Supplied passage:
++++++++++
Back at Bangalore Moses was ready to get back to work. “Somewhere deep down I still felt a void and I needed a vent for my ambitions. The kids were quite independent then and I felt it was the best time for me to make a career,” she recalls. Luckily, Sonata needed someone to work on ISO certification and they approached her. She broke the confines of the glass ceiling and there was no looking back.
Roles and Responsibilities
“The day I joined work, my boss gave me a file and said: This is your job - PE and QA. And I was sure I was in the middle of a deep sea,” she flashes a smile. Lots of reading found her especially attracted to the emerging field of Quality Assurance. ISO, CMMi, Six Sigma became an inherent part of her even before she realized it. She played an instrumental role in the ISO certification of Sonata before shifting to iGATE.

Rising from a Quality coordinator to head the Quality department at iGATE spanning the next seven years of her career, Moses played an important role in earning them successful CMMi Level 5 certifications before moving to Unisys as Director of Quality Assurance in India.

A Qualified Lead Auditor of ISO 9001-2000 and a trained CMM Assessor, Moses qualified for a new offer at Unisys within six months of her stay there. Her growing visibility in quality management and quality assurance found her an offer to head the Methodology department of the U.S. based Solutions Development group in Unisys. “They’re a complete software development organization who wanted me to assist them in the CMMi certification.” Over the next few months, Moses’s responsibilities expanded to more than CMMi related activities.
++++++++++
Data provided:

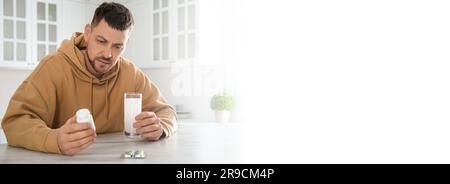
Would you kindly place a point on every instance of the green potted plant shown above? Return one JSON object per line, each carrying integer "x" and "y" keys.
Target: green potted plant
{"x": 222, "y": 104}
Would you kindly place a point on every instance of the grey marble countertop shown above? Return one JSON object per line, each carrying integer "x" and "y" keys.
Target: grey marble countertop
{"x": 193, "y": 143}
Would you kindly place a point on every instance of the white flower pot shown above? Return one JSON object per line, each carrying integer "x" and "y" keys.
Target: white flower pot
{"x": 222, "y": 116}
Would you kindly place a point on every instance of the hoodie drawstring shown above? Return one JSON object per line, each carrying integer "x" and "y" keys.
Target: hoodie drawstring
{"x": 92, "y": 95}
{"x": 107, "y": 99}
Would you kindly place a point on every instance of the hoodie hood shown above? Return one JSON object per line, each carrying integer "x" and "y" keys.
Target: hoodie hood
{"x": 75, "y": 52}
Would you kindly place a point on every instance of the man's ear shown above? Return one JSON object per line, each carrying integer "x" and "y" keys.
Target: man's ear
{"x": 87, "y": 31}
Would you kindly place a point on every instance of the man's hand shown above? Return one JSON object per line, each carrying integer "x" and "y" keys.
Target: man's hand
{"x": 74, "y": 137}
{"x": 148, "y": 125}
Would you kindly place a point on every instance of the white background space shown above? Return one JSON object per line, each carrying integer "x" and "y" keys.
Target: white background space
{"x": 346, "y": 81}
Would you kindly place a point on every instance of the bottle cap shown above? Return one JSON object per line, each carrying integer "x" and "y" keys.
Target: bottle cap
{"x": 83, "y": 116}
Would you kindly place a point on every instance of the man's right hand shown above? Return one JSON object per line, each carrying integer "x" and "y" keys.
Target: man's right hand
{"x": 74, "y": 137}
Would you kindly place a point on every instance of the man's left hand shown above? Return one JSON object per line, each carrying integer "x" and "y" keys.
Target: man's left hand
{"x": 148, "y": 125}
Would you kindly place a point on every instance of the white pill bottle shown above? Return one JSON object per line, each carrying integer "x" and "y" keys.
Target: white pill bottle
{"x": 85, "y": 116}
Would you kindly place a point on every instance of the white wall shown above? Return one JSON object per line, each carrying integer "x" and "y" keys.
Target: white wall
{"x": 190, "y": 87}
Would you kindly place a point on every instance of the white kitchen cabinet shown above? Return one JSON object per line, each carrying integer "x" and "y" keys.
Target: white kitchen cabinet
{"x": 165, "y": 32}
{"x": 30, "y": 30}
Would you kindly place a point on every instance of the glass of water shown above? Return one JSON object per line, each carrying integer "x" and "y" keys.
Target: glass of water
{"x": 132, "y": 107}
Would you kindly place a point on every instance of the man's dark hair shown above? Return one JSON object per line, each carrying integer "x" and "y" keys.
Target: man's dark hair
{"x": 116, "y": 15}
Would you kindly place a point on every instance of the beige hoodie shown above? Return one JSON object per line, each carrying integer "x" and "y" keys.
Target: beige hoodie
{"x": 61, "y": 84}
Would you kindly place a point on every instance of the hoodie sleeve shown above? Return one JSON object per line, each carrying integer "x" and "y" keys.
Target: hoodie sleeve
{"x": 154, "y": 101}
{"x": 28, "y": 111}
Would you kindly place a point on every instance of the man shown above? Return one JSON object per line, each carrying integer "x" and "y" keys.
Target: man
{"x": 87, "y": 71}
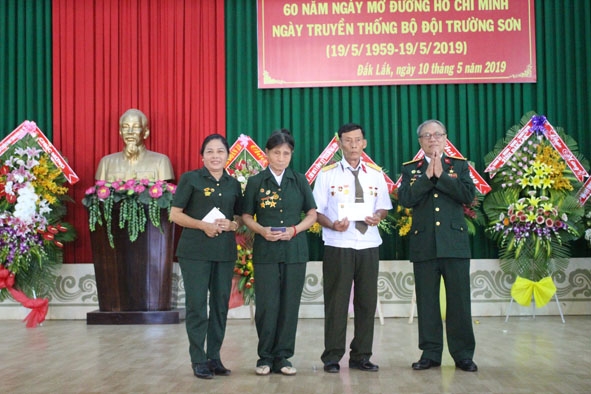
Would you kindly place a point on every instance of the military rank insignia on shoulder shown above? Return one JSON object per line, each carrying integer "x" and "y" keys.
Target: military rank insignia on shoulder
{"x": 374, "y": 166}
{"x": 411, "y": 162}
{"x": 330, "y": 167}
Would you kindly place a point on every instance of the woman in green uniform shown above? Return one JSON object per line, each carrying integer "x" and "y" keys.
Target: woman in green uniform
{"x": 278, "y": 196}
{"x": 206, "y": 204}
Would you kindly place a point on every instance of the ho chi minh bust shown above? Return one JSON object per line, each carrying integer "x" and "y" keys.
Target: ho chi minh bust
{"x": 135, "y": 162}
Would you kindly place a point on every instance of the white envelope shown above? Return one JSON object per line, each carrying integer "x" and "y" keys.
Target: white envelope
{"x": 213, "y": 215}
{"x": 354, "y": 211}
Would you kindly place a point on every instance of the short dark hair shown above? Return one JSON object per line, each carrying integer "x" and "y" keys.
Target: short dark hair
{"x": 350, "y": 127}
{"x": 212, "y": 137}
{"x": 280, "y": 137}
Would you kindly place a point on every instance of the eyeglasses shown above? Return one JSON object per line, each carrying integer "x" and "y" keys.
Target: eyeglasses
{"x": 436, "y": 136}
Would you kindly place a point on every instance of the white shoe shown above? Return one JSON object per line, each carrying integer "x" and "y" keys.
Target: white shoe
{"x": 288, "y": 371}
{"x": 263, "y": 370}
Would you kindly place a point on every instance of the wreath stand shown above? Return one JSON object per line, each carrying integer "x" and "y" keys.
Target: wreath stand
{"x": 533, "y": 306}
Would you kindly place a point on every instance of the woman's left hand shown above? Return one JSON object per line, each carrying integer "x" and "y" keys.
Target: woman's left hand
{"x": 225, "y": 225}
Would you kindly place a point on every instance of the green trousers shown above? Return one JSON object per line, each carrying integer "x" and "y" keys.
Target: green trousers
{"x": 278, "y": 290}
{"x": 458, "y": 321}
{"x": 201, "y": 277}
{"x": 342, "y": 268}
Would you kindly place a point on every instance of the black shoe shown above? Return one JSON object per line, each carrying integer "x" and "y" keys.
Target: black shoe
{"x": 218, "y": 368}
{"x": 467, "y": 365}
{"x": 424, "y": 363}
{"x": 332, "y": 367}
{"x": 201, "y": 370}
{"x": 363, "y": 365}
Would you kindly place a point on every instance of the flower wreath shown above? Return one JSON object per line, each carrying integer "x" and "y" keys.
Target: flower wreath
{"x": 533, "y": 212}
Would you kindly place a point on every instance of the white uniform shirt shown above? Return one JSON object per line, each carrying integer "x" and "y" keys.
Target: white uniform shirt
{"x": 336, "y": 184}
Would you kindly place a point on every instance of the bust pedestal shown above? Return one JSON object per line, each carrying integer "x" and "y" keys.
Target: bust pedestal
{"x": 134, "y": 279}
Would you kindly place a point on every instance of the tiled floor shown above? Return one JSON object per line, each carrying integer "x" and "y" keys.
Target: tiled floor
{"x": 524, "y": 355}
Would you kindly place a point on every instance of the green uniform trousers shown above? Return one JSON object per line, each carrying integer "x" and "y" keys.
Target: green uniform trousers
{"x": 198, "y": 278}
{"x": 278, "y": 290}
{"x": 341, "y": 268}
{"x": 458, "y": 320}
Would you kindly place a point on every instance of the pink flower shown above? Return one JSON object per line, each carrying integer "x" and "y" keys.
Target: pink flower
{"x": 155, "y": 191}
{"x": 103, "y": 192}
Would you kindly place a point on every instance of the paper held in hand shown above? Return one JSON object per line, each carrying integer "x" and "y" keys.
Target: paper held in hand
{"x": 213, "y": 215}
{"x": 354, "y": 211}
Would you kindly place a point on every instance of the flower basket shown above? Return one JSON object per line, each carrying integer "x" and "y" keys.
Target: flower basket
{"x": 533, "y": 211}
{"x": 245, "y": 160}
{"x": 33, "y": 193}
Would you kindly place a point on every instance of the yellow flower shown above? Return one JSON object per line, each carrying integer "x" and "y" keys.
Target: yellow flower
{"x": 534, "y": 201}
{"x": 547, "y": 206}
{"x": 536, "y": 182}
{"x": 547, "y": 183}
{"x": 531, "y": 216}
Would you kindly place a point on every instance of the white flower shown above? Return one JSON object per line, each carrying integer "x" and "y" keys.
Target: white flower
{"x": 26, "y": 203}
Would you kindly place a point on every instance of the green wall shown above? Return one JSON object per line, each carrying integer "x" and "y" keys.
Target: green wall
{"x": 25, "y": 64}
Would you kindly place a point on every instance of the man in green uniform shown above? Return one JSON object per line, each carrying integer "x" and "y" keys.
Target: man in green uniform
{"x": 436, "y": 187}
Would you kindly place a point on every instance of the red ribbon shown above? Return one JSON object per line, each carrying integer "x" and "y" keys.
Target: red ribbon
{"x": 552, "y": 136}
{"x": 38, "y": 306}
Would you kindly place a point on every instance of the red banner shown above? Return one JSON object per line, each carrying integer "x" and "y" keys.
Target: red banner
{"x": 325, "y": 156}
{"x": 31, "y": 128}
{"x": 303, "y": 43}
{"x": 585, "y": 192}
{"x": 244, "y": 142}
{"x": 549, "y": 133}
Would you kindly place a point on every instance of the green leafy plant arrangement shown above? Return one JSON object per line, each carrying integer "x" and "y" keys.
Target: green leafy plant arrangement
{"x": 532, "y": 211}
{"x": 133, "y": 197}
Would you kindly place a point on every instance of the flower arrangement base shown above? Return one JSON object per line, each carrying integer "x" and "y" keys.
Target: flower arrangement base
{"x": 533, "y": 306}
{"x": 134, "y": 279}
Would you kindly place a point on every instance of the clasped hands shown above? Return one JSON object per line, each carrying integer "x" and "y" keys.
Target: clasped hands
{"x": 275, "y": 235}
{"x": 218, "y": 226}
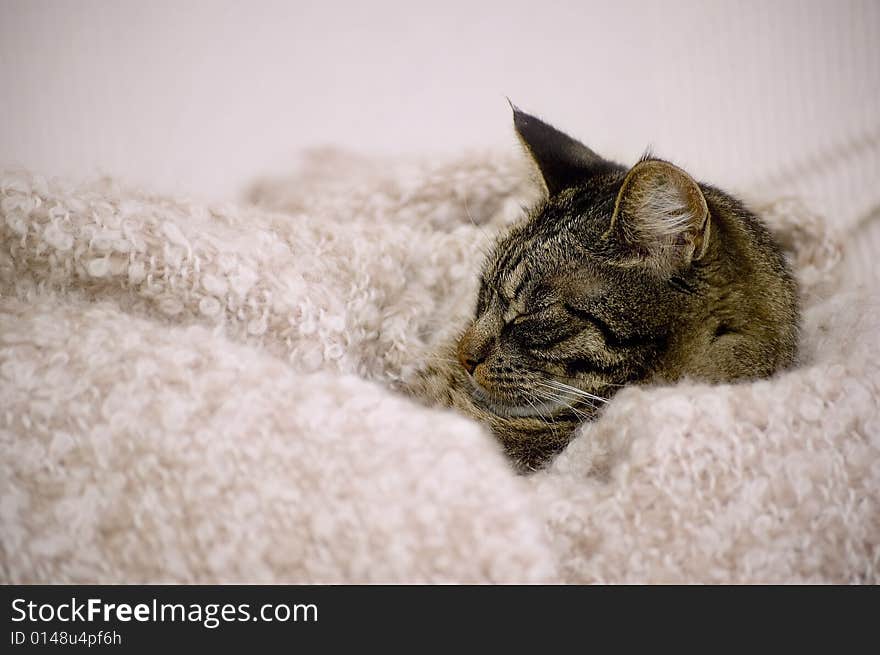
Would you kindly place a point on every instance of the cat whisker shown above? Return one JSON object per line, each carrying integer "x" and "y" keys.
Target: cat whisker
{"x": 561, "y": 386}
{"x": 562, "y": 401}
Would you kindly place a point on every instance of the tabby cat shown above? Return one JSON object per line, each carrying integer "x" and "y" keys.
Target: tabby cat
{"x": 620, "y": 276}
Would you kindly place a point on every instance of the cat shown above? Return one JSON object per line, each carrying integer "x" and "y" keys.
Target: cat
{"x": 619, "y": 276}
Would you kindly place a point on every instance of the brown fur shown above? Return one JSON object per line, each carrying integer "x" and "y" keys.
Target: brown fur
{"x": 619, "y": 277}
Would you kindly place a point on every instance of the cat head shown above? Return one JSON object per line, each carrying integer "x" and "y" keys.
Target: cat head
{"x": 580, "y": 297}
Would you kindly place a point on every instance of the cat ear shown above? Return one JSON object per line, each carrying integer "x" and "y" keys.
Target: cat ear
{"x": 562, "y": 161}
{"x": 661, "y": 219}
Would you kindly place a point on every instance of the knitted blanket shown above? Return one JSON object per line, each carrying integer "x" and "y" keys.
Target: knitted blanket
{"x": 192, "y": 393}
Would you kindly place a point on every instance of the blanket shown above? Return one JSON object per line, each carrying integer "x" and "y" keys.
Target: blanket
{"x": 208, "y": 394}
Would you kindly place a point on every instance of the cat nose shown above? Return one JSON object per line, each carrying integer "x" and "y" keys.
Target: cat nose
{"x": 470, "y": 353}
{"x": 469, "y": 363}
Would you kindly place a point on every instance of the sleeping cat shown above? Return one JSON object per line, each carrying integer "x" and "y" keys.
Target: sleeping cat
{"x": 620, "y": 276}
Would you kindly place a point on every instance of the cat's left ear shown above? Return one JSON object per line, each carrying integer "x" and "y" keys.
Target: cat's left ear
{"x": 563, "y": 162}
{"x": 661, "y": 219}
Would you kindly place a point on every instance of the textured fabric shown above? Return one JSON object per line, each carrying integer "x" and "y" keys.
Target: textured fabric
{"x": 204, "y": 394}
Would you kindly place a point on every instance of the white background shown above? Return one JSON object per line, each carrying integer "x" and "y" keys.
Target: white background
{"x": 201, "y": 97}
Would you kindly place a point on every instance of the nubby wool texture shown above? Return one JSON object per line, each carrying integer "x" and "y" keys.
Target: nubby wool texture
{"x": 203, "y": 394}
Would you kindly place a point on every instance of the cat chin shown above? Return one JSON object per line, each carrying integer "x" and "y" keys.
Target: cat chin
++++++++++
Task set:
**1)** Copy the records word for word, from the line that contains "white background shown" through the last line of the records.
**2)** Pick up the account of Moses's career in quality assurance and keep writing after its last sentence.
The records have nothing to do with the text.

Responses by task:
**1)**
Would you kindly place a point on every instance of the white background shown above? Return one JSON object per line, each carrying integer "x" and "y" keys.
Target: white background
{"x": 201, "y": 97}
Would you kindly place a point on every instance of the nubby wool texture shown above? Return one JSON object per line, each carrying integer "x" and "y" keys.
Target: nubby wool texture
{"x": 203, "y": 394}
Would you kindly place a point on every instance of the cat chin shown above? Return one JSON object per line, each carrying integer "x" and "y" keys.
Target: cat chin

**2)**
Barricades Faced
She started gaining a visibility into the business process framework of Unisys.
“But all this luck comes at a price,” says Moses, recounting the barricades that a woman faces in networking at office. “It’s easy for men to network as it is for women to multitask. But let a woman let down her hair a little or drink at the same pub with men, you’ll find them becoming shifty.” Men do find it intimidating at times to relate to women who are confident and sure of themselves. A barricade goes up visibly, she feels.

Talking of her new role, she says networking with virtual teams across seas that are culturally different is an art that she’s been trying to master. “Dealing with people across cultures, who run multi-million dollar projects, you need to realize that similar situations in different contexts need different treatments. You need to be able to get your point across without actually seeing them. An art that gets better with practice,” says Moses.
Learning - the Continious Process
Learning has been a continuous process in Moses’s life. She’s very conscious of the fact that she’s never had a godfather. Keeping her eyes and mind open, she’s learnt to absorb “quality” stuff from everyone around her. “One of the most important lessons I’ve learnt is that you have to bulldoze your way through sometimes, while it’s necessary to go slow when required. Imbalances on either side would lead to friction.” The other is the acquired ability to listen. She attributes some of her leadership qualities of dealing with crises, raising issues in the right manner and at the right moment as lessons learnt from her bosses and team—mates in the different organizations she has worked with.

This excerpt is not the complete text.